THE INPUT ->
=======
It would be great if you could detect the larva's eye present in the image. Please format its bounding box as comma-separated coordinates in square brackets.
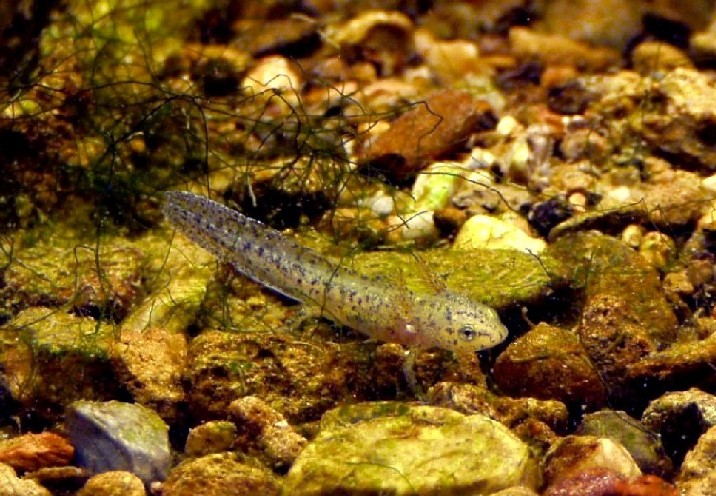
[457, 325, 477, 341]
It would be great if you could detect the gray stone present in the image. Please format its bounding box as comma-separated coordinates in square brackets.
[66, 401, 170, 484]
[283, 403, 538, 495]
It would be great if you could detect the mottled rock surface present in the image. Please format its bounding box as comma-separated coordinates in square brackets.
[284, 403, 538, 495]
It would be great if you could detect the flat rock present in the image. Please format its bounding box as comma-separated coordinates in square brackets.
[66, 401, 170, 485]
[283, 403, 537, 495]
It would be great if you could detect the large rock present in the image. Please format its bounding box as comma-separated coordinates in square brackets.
[284, 403, 538, 495]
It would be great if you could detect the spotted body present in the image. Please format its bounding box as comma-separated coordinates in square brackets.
[164, 191, 507, 354]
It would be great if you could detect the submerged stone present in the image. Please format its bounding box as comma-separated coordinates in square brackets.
[283, 403, 538, 495]
[66, 401, 170, 484]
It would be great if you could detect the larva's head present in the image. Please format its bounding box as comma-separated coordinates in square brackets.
[420, 291, 508, 355]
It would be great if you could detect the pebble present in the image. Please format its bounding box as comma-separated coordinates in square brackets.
[0, 463, 52, 496]
[494, 324, 607, 409]
[577, 410, 674, 477]
[161, 453, 282, 496]
[77, 471, 147, 496]
[453, 214, 547, 255]
[66, 401, 171, 485]
[229, 396, 307, 469]
[543, 435, 641, 485]
[641, 388, 716, 465]
[184, 420, 238, 457]
[0, 432, 75, 472]
[359, 90, 495, 178]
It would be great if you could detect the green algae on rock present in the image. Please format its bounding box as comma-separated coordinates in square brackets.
[283, 404, 539, 496]
[164, 191, 508, 356]
[344, 245, 565, 310]
[0, 307, 121, 414]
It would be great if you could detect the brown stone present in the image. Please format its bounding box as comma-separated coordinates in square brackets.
[359, 90, 495, 177]
[0, 432, 75, 472]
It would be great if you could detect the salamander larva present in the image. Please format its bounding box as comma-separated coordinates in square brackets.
[164, 191, 507, 355]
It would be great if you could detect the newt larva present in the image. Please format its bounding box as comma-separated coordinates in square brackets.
[164, 191, 507, 355]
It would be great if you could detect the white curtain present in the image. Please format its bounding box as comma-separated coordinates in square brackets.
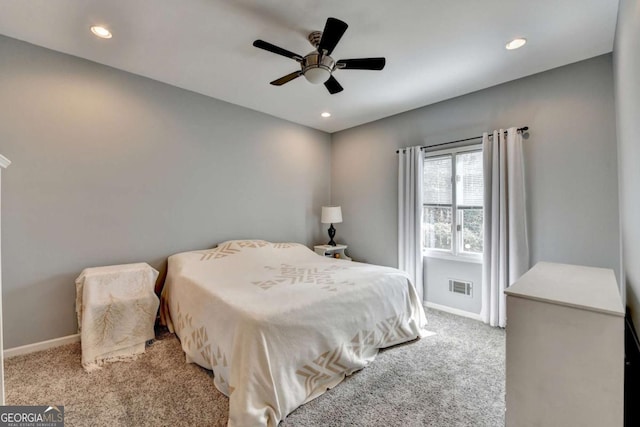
[398, 147, 424, 301]
[480, 128, 529, 327]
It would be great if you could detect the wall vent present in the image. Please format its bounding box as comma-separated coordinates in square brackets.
[449, 279, 473, 297]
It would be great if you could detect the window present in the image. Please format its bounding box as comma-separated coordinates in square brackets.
[422, 147, 484, 260]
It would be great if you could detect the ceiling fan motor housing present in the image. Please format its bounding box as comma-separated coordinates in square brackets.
[300, 51, 336, 84]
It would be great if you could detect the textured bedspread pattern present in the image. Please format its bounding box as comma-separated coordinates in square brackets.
[161, 240, 426, 426]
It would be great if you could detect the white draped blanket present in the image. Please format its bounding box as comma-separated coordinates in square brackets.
[161, 240, 426, 427]
[76, 263, 159, 371]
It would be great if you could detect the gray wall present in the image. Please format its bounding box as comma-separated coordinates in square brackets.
[613, 0, 640, 328]
[0, 37, 331, 348]
[331, 55, 620, 294]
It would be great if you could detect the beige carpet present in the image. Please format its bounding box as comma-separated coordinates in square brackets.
[5, 311, 504, 427]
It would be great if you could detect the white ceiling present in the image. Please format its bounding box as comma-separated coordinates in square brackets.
[0, 0, 618, 132]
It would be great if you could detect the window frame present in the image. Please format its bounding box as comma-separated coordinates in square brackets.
[420, 143, 485, 263]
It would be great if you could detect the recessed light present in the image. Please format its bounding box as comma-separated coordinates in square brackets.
[91, 25, 113, 39]
[505, 38, 527, 50]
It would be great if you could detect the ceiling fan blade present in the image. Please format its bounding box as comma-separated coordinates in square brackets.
[336, 58, 386, 70]
[271, 71, 302, 86]
[324, 76, 343, 95]
[318, 18, 349, 55]
[253, 40, 302, 62]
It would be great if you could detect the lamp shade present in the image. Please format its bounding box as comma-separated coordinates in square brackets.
[320, 206, 342, 224]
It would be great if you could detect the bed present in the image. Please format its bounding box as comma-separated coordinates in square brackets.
[161, 240, 426, 427]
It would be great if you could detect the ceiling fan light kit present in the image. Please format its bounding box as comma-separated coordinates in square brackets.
[253, 18, 386, 95]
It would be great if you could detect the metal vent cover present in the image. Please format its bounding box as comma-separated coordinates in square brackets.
[449, 279, 473, 297]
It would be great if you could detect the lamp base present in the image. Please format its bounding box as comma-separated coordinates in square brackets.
[327, 224, 336, 246]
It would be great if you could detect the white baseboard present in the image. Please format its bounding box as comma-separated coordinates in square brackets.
[424, 301, 482, 321]
[3, 334, 80, 359]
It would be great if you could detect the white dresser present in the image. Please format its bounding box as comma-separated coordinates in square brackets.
[505, 262, 624, 427]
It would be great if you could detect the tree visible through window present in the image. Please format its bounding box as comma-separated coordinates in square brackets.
[423, 148, 484, 257]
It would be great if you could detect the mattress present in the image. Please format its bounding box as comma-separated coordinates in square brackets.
[161, 240, 426, 427]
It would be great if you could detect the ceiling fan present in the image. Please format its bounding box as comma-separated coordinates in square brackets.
[253, 18, 385, 95]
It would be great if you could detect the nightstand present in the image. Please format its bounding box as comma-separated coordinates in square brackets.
[313, 245, 351, 261]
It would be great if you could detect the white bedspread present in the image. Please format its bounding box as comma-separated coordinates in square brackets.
[161, 240, 426, 427]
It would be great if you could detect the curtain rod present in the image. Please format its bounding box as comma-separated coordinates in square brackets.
[396, 126, 529, 153]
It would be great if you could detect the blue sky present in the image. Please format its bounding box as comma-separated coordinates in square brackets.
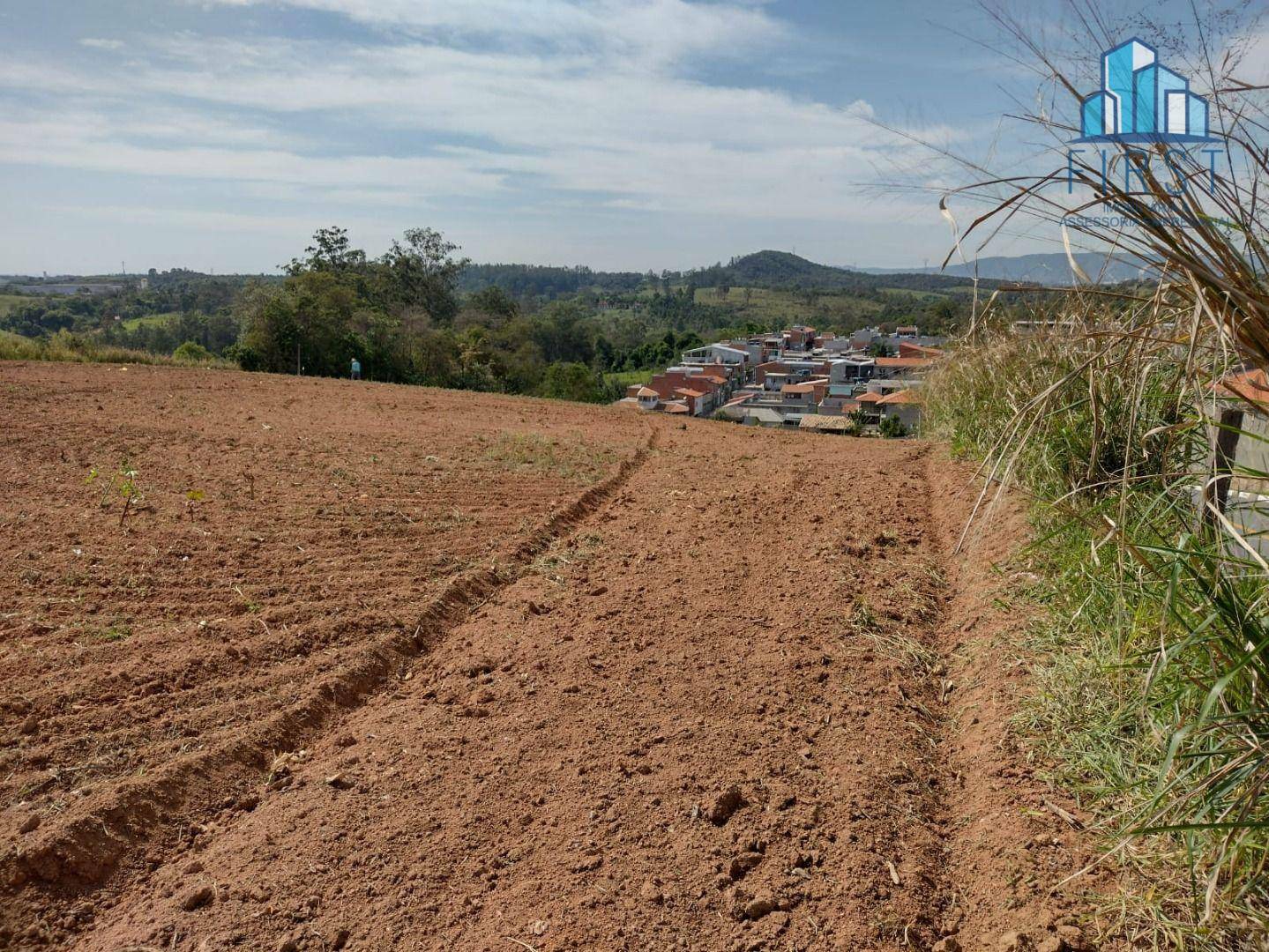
[0, 0, 1258, 272]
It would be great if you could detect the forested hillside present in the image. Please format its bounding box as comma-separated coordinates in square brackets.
[0, 228, 1010, 400]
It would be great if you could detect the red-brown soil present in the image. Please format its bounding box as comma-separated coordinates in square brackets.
[0, 364, 1087, 952]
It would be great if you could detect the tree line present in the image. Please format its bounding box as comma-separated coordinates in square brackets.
[0, 227, 979, 402]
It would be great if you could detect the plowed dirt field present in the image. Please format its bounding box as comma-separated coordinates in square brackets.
[0, 364, 1089, 952]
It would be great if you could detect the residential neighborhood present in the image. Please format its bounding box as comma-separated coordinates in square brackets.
[621, 324, 944, 436]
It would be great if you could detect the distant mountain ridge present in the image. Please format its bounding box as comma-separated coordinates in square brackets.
[861, 251, 1150, 286]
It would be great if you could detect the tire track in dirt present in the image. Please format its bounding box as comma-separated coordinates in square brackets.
[56, 422, 959, 952]
[0, 426, 659, 920]
[922, 446, 1105, 952]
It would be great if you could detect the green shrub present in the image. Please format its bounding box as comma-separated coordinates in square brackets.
[171, 341, 214, 364]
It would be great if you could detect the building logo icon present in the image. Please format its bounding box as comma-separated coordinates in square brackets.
[1076, 37, 1217, 142]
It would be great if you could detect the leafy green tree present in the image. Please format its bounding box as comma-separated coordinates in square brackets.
[877, 417, 907, 440]
[375, 228, 468, 326]
[541, 362, 604, 403]
[171, 341, 213, 364]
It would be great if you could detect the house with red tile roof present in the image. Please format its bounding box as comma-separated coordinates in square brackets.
[877, 389, 922, 432]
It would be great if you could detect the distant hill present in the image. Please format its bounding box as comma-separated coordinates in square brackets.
[863, 251, 1150, 286]
[702, 251, 989, 292]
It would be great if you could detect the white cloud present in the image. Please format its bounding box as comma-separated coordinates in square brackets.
[80, 37, 124, 49]
[0, 0, 954, 268]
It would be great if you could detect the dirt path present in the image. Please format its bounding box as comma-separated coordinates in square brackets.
[4, 362, 1101, 952]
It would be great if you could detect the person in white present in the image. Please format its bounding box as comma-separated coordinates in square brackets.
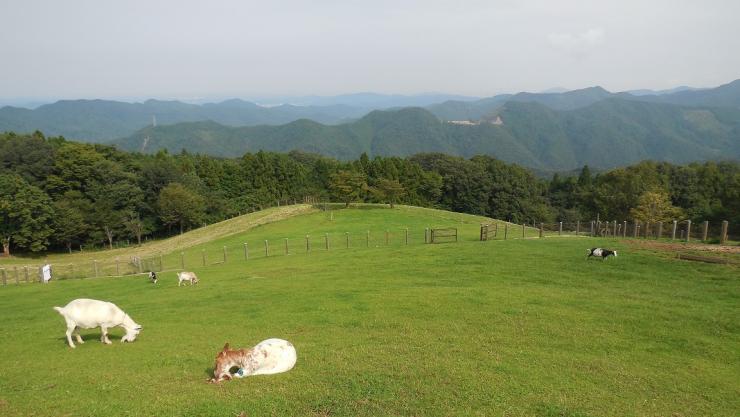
[41, 264, 51, 284]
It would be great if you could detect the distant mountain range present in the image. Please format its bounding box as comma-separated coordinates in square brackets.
[112, 97, 740, 171]
[0, 80, 740, 170]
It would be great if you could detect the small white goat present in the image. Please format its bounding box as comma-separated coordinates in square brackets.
[177, 271, 198, 287]
[54, 298, 142, 348]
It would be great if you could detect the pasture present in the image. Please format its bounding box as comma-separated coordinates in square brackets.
[0, 209, 740, 417]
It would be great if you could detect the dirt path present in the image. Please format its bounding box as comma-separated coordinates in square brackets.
[621, 239, 740, 254]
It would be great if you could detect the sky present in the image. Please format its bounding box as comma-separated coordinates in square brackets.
[0, 0, 740, 102]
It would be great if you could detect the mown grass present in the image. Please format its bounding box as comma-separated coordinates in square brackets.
[0, 206, 740, 417]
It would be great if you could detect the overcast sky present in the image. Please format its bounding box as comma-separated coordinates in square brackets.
[0, 0, 740, 100]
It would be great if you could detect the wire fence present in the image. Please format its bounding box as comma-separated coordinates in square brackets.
[0, 220, 738, 285]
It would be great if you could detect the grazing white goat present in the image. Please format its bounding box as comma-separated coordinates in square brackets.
[54, 298, 142, 348]
[177, 271, 198, 287]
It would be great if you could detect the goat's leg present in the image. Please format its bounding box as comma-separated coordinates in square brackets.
[74, 327, 85, 343]
[66, 323, 77, 349]
[100, 326, 111, 345]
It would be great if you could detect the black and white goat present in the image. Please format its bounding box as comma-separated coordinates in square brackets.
[586, 248, 617, 261]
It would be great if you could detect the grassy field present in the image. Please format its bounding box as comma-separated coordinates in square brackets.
[0, 208, 740, 417]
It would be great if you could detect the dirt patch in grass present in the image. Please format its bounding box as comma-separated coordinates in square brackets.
[622, 239, 740, 255]
[621, 239, 740, 264]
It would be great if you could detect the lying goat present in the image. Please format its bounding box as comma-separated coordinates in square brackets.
[586, 248, 617, 261]
[177, 272, 198, 287]
[54, 298, 141, 348]
[208, 339, 296, 382]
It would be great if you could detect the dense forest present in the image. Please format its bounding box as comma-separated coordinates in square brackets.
[0, 132, 740, 254]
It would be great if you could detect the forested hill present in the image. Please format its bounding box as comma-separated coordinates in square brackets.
[0, 131, 740, 252]
[113, 98, 740, 171]
[0, 99, 368, 143]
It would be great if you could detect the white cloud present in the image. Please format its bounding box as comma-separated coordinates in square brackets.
[547, 28, 605, 56]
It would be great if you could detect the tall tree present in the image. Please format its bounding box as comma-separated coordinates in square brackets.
[53, 199, 88, 253]
[0, 174, 53, 256]
[372, 178, 406, 208]
[331, 171, 367, 207]
[157, 182, 205, 234]
[630, 191, 683, 223]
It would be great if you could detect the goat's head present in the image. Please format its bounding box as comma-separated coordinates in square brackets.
[121, 315, 143, 343]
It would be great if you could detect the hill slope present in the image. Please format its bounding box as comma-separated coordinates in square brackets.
[113, 98, 740, 170]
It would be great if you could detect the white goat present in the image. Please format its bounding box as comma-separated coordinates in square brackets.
[54, 298, 142, 348]
[177, 271, 198, 287]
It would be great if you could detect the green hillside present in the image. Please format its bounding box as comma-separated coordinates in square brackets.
[113, 98, 740, 170]
[0, 208, 740, 417]
[0, 100, 367, 142]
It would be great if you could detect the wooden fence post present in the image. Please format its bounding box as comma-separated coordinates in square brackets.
[686, 220, 691, 243]
[719, 220, 730, 245]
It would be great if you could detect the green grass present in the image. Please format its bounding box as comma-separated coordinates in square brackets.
[0, 209, 740, 417]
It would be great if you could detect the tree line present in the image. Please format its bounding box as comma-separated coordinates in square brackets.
[0, 132, 740, 255]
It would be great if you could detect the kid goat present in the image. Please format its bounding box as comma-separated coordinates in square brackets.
[586, 248, 617, 261]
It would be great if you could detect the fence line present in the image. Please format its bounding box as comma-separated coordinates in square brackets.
[0, 220, 728, 285]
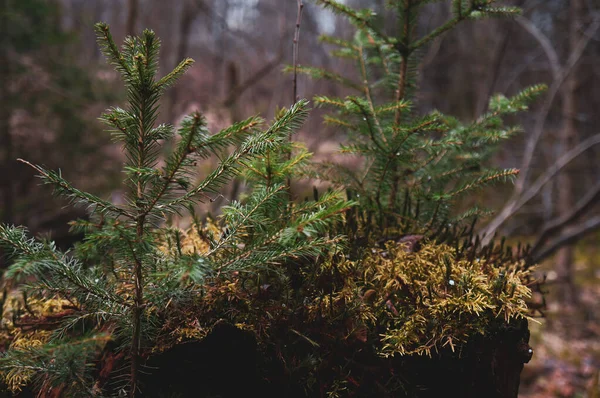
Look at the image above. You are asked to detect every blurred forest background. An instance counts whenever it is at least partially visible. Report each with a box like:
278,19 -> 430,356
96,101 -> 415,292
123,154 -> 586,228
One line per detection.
0,0 -> 600,397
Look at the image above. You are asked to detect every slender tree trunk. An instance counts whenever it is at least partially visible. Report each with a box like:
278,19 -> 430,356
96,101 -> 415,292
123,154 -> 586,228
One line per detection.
125,0 -> 139,36
0,0 -> 14,224
167,1 -> 198,122
556,0 -> 583,305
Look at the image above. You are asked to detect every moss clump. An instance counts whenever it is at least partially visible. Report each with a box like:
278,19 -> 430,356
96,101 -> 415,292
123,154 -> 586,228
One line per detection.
362,242 -> 532,356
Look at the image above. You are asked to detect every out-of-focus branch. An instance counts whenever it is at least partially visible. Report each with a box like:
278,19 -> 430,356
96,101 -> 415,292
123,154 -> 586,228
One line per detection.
531,181 -> 600,255
515,16 -> 561,80
482,134 -> 600,245
532,216 -> 600,262
292,0 -> 304,103
482,18 -> 600,244
223,52 -> 283,107
125,0 -> 139,36
515,18 -> 600,195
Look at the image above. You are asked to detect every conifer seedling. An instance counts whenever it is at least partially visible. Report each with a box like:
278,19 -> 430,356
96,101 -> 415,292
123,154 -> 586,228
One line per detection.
0,23 -> 349,397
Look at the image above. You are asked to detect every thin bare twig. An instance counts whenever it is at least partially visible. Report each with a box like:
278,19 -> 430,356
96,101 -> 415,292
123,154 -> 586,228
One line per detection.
482,18 -> 600,244
531,181 -> 600,255
482,134 -> 600,245
533,216 -> 600,262
292,0 -> 304,103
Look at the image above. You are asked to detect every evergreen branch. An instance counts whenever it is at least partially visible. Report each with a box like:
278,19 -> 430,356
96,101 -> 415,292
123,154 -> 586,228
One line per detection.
17,159 -> 134,219
156,58 -> 194,90
443,169 -> 519,198
141,112 -> 204,217
283,65 -> 362,91
94,22 -> 132,79
206,185 -> 286,257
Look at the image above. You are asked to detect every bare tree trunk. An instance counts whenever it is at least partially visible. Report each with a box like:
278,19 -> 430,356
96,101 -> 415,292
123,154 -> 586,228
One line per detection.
0,0 -> 14,224
167,0 -> 198,122
125,0 -> 139,36
555,0 -> 583,305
=======
REQUEST -> Reproduce verbatim the items above, from the line containing "It would be great if you could detect the house" through the line containing "[0, 0, 954, 268]", including both of those lines.

FINISHED EXERCISE ->
It would be great if you could detect the house with red tile roof present in the image. Please format its bounding box as comma-separated coordinates in square brackets.
[877, 389, 922, 432]
It would be great if you could detect the distant hill present in the image. Please format its bounding box as comma-separated coordinates in square brackets.
[863, 251, 1150, 286]
[702, 251, 989, 292]
It would be great if you could detect the white cloud present in the image. Please format its bounding box as comma-separated coordinates in square brackets.
[80, 37, 124, 49]
[0, 0, 954, 268]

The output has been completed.